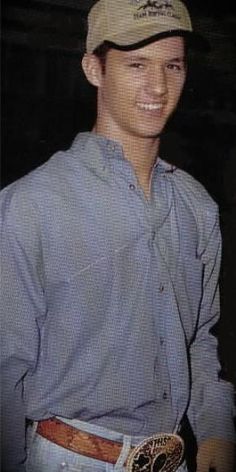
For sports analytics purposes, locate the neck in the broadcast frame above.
[93,122,160,196]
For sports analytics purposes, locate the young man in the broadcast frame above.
[1,0,235,472]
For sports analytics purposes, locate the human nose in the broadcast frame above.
[148,68,167,96]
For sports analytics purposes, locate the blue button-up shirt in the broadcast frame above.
[1,133,234,463]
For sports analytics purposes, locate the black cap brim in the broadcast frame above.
[105,30,211,53]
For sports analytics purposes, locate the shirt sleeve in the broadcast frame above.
[0,185,45,472]
[188,208,235,443]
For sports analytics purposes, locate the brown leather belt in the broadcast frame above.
[36,418,133,464]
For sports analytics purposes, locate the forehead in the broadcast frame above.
[109,36,185,60]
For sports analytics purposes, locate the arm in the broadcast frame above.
[188,215,235,472]
[0,189,45,472]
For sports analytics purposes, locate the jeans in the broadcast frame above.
[26,418,187,472]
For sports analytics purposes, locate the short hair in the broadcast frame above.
[93,41,112,73]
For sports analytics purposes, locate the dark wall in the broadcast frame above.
[1,0,236,385]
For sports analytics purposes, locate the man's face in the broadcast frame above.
[93,36,186,138]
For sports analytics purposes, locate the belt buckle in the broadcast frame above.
[126,434,184,472]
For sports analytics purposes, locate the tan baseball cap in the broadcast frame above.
[86,0,206,53]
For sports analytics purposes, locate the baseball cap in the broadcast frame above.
[86,0,208,53]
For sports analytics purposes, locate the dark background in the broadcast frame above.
[1,0,236,386]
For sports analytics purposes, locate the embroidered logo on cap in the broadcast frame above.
[133,0,180,20]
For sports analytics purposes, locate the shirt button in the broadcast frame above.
[129,184,136,190]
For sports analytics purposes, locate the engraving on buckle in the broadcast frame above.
[126,434,184,472]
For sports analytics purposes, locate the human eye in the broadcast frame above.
[166,62,184,72]
[129,62,144,69]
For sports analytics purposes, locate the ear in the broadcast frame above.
[82,54,102,87]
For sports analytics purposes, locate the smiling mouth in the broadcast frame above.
[137,102,164,111]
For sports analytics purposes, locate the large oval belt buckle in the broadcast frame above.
[126,434,184,472]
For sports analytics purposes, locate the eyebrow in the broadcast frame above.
[125,54,186,63]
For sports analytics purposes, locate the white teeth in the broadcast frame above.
[137,102,163,111]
- - - - -
SHORT PROBLEM: Please rewrite all of the material above with "broadcast frame" changed to "camera shot" and nothing else altered. Leave the pictures out.

SOLUTION:
For sports analytics purposes, locate the neck in the camera shot above.
[93,122,160,196]
For sports analytics purposes, locate the young man in the camera shot above.
[1,0,235,472]
For sports analytics purposes, locate the human nose in the camera shot above.
[148,68,167,96]
For sports analytics purposes, locate the blue button-up shirt in the camera shot above.
[1,133,234,463]
For sports analytics purposes, locate the black cap brim in the camera shot above.
[105,30,211,53]
For sports analytics purposes, locate the shirt sleeve in the camera shot above.
[0,185,45,472]
[188,208,235,443]
For sports analytics purposes, locate the brown leather belt in the camera shot above.
[36,418,133,464]
For sports analytics purposes, locate the forehead in the camera shot above.
[109,36,185,60]
For sports analytics purposes, locate the arm in the camera shot above.
[188,215,235,472]
[0,189,45,472]
For sports analytics purposes, locate the jeans in the camera shot above.
[26,418,187,472]
For sports analytics purposes, locate the short hair in the camera shot above.
[93,41,112,73]
For sports analytics purposes, locate the dark wall in the camera shot above.
[1,0,236,385]
For sports analytics purposes, locate the man's face in the camera shot above.
[93,36,186,138]
For sports analytics purposes, locate the belt buckle in the camera shot above.
[126,434,184,472]
For sports analytics purposes, locate the tan baseball cap in the camera shot above.
[86,0,206,53]
For sports analytics purposes, locate the baseball cap in the camera shot above.
[86,0,208,53]
For sports analytics purposes, locate the dark background in the camera shot above.
[1,0,236,386]
For sports analytics purposes, locate the embroidered logo on cap in the camera shot above.
[133,0,180,20]
For sports analytics purposes, locate the shirt button in the camera shot above.
[129,184,136,190]
For sports analytics purposes, locate the engraving on buckle in the camera shot above.
[126,434,184,472]
For sports analytics purposes, locate the human eye in the camera shot above.
[166,62,184,72]
[129,62,144,69]
For sports analytics purposes, locate the ear in the camera shot above.
[82,54,102,87]
For sports analytics purposes, locate the smiling mouth in the camera shot above.
[137,102,164,111]
For sports analytics purposes, locate the large oval belt buckle in the camera shot above.
[126,434,184,472]
For sports analytics purposes, locate the eyebrow in the camera shot above.
[125,54,186,63]
For sports analytics purposes, locate the white teeth in the camera shot above.
[137,102,163,111]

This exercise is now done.